**Task directions**
Locate each line in the entries below that contains the string "white" and copy those lines out. The match is case-sensitive.

**Data to use**

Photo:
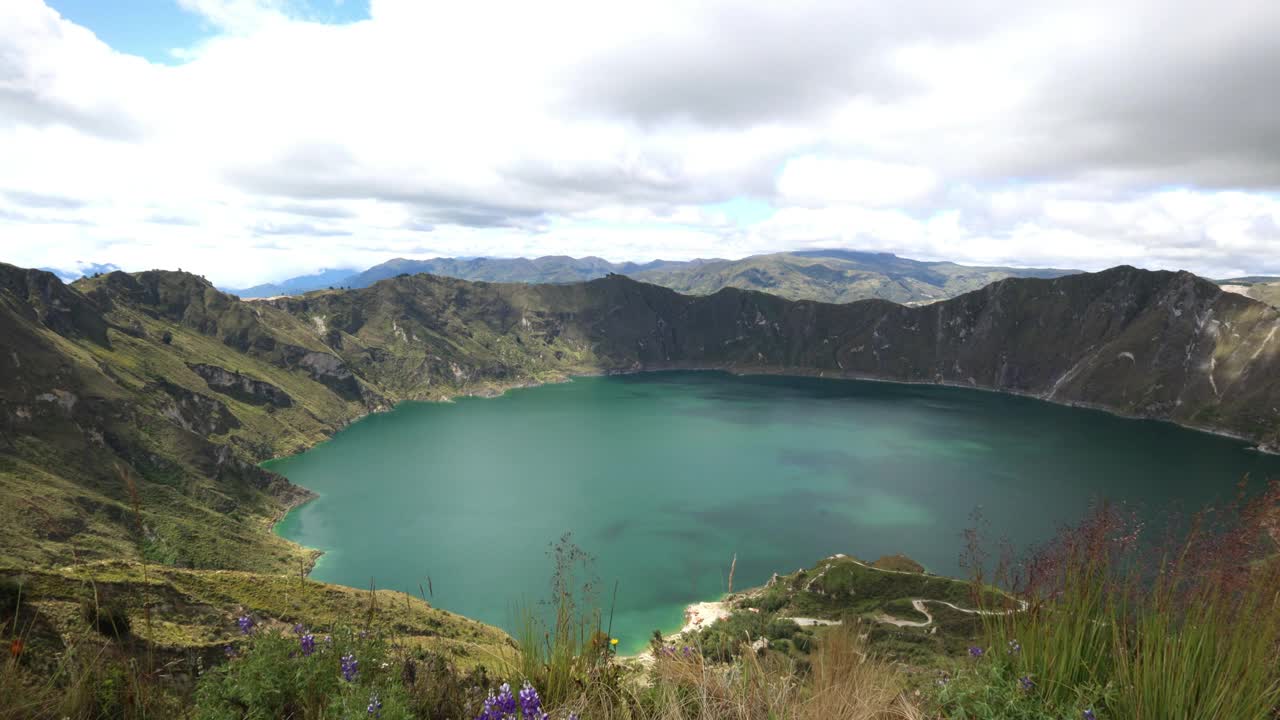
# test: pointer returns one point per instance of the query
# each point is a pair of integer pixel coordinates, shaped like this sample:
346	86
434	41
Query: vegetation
1120	628
137	520
824	276
1098	624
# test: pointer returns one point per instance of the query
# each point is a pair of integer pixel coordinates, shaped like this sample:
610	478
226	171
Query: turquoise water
664	477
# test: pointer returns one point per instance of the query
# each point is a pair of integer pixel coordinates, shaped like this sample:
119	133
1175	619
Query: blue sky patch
155	28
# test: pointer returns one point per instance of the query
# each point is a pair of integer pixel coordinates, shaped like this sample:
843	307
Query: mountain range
1258	287
158	391
826	276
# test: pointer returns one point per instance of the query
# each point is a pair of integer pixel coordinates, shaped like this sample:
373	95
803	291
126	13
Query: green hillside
826	276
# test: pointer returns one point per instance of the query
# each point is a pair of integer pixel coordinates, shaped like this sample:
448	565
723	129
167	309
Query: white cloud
813	181
995	131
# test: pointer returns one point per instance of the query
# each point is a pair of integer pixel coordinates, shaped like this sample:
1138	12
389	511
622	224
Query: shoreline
498	390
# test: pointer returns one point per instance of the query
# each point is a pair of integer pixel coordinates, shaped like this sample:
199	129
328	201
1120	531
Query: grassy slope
195	611
1144	343
100	384
845	589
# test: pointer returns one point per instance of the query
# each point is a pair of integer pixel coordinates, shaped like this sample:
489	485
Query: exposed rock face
330	370
241	387
196	413
95	376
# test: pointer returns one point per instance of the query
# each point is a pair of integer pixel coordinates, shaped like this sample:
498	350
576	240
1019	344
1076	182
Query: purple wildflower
506	701
490	709
530	705
350	666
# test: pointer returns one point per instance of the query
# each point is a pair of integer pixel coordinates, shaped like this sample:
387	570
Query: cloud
814	181
40	200
1065	132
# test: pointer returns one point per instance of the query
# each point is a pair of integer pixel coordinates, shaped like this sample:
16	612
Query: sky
256	140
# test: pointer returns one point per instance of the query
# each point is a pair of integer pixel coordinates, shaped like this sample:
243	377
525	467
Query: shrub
1182	630
305	675
10	597
110	619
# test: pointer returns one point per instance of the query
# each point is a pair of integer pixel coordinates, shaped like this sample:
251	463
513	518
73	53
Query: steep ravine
183	388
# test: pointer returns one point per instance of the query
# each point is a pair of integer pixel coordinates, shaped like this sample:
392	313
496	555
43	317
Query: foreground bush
304	675
1118	628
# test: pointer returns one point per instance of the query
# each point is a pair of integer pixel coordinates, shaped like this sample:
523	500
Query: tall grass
842	682
1187	628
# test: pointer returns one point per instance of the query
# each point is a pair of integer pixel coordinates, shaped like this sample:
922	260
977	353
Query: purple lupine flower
530	705
506	701
490	709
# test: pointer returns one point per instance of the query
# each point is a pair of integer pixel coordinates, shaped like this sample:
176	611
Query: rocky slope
160	379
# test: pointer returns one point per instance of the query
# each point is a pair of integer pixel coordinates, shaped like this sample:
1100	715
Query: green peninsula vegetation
135	410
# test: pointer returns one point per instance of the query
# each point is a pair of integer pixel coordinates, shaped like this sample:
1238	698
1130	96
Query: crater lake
666	477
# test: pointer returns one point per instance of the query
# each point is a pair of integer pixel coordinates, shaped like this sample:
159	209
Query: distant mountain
827	276
81	270
188	390
548	269
323	279
1264	288
837	276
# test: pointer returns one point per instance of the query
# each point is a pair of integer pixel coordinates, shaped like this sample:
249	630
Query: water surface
666	477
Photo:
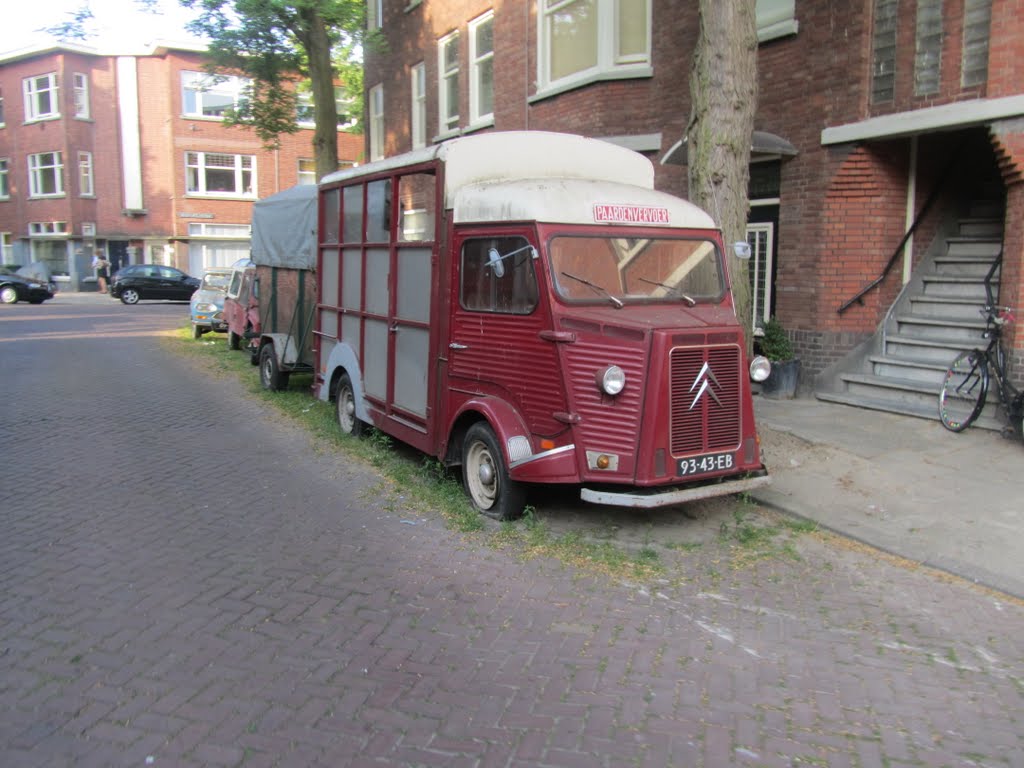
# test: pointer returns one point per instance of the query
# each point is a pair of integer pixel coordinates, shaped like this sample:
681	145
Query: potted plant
784	377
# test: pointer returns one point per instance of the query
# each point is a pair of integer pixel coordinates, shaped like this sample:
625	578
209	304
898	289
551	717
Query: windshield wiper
616	301
673	289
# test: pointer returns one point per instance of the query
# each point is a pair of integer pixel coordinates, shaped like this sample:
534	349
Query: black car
31	288
152	282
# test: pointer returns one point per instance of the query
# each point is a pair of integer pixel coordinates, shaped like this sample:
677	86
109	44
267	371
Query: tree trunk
317	44
724	95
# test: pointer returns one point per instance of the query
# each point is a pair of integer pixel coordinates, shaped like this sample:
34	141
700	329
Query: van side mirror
496	263
496	260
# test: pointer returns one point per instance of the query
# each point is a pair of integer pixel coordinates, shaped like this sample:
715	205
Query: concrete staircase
936	316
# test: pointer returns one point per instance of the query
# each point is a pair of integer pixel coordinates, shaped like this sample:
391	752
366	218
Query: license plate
699	465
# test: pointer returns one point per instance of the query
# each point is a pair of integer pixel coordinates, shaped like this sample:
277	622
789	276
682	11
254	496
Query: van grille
705	424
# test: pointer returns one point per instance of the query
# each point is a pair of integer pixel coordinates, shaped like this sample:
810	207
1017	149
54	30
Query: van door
498	314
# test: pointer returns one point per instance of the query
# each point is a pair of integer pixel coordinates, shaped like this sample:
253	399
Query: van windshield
624	270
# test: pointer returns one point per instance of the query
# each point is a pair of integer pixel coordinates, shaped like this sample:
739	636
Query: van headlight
611	380
760	368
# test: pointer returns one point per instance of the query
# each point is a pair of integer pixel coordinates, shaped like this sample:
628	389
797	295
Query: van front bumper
660	497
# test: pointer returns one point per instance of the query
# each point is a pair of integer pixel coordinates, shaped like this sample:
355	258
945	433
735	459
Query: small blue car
207	304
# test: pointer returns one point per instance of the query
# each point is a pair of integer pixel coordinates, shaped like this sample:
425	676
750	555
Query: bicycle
965	387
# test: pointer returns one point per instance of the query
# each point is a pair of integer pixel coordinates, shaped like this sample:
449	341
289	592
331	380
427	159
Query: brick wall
842	209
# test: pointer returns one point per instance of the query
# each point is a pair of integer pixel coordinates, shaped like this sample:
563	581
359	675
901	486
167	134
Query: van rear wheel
485	477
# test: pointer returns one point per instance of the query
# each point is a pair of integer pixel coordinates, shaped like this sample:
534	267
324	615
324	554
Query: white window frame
37	169
609	66
377	122
776	18
201	83
86	186
418	86
80	84
760	269
47	228
198	169
477	60
33	92
306	174
446	123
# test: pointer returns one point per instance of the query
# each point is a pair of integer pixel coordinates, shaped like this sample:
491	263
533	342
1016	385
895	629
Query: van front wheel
270	375
485	477
348	422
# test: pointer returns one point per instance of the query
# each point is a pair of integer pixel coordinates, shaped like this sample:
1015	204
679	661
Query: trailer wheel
270	375
485	476
348	422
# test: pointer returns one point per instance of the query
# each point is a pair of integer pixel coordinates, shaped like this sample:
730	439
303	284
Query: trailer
284	252
526	306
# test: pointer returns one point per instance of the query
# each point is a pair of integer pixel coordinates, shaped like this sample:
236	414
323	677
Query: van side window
510	288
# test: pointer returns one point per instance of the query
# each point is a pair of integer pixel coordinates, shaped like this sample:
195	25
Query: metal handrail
859	298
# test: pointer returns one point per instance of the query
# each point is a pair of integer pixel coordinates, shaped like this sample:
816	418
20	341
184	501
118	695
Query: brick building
126	155
887	130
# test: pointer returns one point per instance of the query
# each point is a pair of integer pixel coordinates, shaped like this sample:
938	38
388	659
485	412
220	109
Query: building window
236	231
304	110
307	171
377	122
977	20
47	228
481	62
448	86
582	40
776	18
206	95
419	122
41	100
85	174
375	14
884	51
928	47
81	83
45	175
220	175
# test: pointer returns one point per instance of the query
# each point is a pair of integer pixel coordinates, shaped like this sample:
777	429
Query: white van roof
544	176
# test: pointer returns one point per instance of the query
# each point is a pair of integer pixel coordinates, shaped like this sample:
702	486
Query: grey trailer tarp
285	228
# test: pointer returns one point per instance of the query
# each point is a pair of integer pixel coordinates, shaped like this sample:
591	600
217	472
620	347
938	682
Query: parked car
207	304
135	282
19	285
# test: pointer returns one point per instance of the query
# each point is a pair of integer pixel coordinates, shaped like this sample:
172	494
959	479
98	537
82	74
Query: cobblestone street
186	581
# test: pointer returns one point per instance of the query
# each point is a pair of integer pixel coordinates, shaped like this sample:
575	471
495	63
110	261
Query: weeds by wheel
964	391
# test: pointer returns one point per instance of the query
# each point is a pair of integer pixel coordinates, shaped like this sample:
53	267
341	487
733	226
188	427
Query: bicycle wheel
964	391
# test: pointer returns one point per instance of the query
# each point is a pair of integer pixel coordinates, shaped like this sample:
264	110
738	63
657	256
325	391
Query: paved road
184	581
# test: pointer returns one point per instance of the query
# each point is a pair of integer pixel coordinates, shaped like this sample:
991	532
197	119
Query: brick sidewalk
185	581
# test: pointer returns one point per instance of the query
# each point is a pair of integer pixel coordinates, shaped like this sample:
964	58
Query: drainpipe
911	196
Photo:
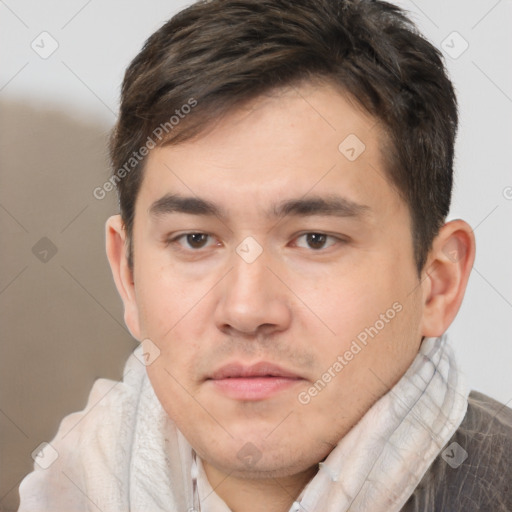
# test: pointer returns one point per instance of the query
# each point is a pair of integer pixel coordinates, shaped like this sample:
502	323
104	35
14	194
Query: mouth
256	382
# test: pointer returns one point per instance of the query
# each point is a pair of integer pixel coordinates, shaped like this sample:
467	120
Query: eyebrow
330	205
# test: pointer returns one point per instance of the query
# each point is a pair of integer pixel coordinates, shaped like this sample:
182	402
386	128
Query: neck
258	495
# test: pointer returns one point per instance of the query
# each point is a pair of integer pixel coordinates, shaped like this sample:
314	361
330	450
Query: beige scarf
122	452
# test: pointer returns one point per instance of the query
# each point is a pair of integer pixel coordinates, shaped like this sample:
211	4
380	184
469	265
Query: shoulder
93	440
472	471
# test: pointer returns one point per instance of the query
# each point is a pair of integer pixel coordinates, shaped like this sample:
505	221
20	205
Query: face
274	271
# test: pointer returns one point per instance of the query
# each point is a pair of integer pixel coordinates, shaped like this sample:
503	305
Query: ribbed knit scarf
123	454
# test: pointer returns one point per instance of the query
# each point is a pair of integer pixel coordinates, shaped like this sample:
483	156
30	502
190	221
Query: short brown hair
221	53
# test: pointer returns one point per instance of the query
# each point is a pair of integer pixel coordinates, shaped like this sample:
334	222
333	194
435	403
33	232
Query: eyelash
176	239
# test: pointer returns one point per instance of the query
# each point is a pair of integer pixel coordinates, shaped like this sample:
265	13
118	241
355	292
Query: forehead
301	140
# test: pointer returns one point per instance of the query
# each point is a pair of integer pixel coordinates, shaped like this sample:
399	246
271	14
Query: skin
296	305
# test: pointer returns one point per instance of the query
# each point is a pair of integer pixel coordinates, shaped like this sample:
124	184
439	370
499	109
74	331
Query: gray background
61	318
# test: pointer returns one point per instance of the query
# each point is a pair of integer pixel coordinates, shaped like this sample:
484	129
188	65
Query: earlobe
445	278
115	238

**Right answer**
Query: white cloud
Query: white window frame
Query: white van roof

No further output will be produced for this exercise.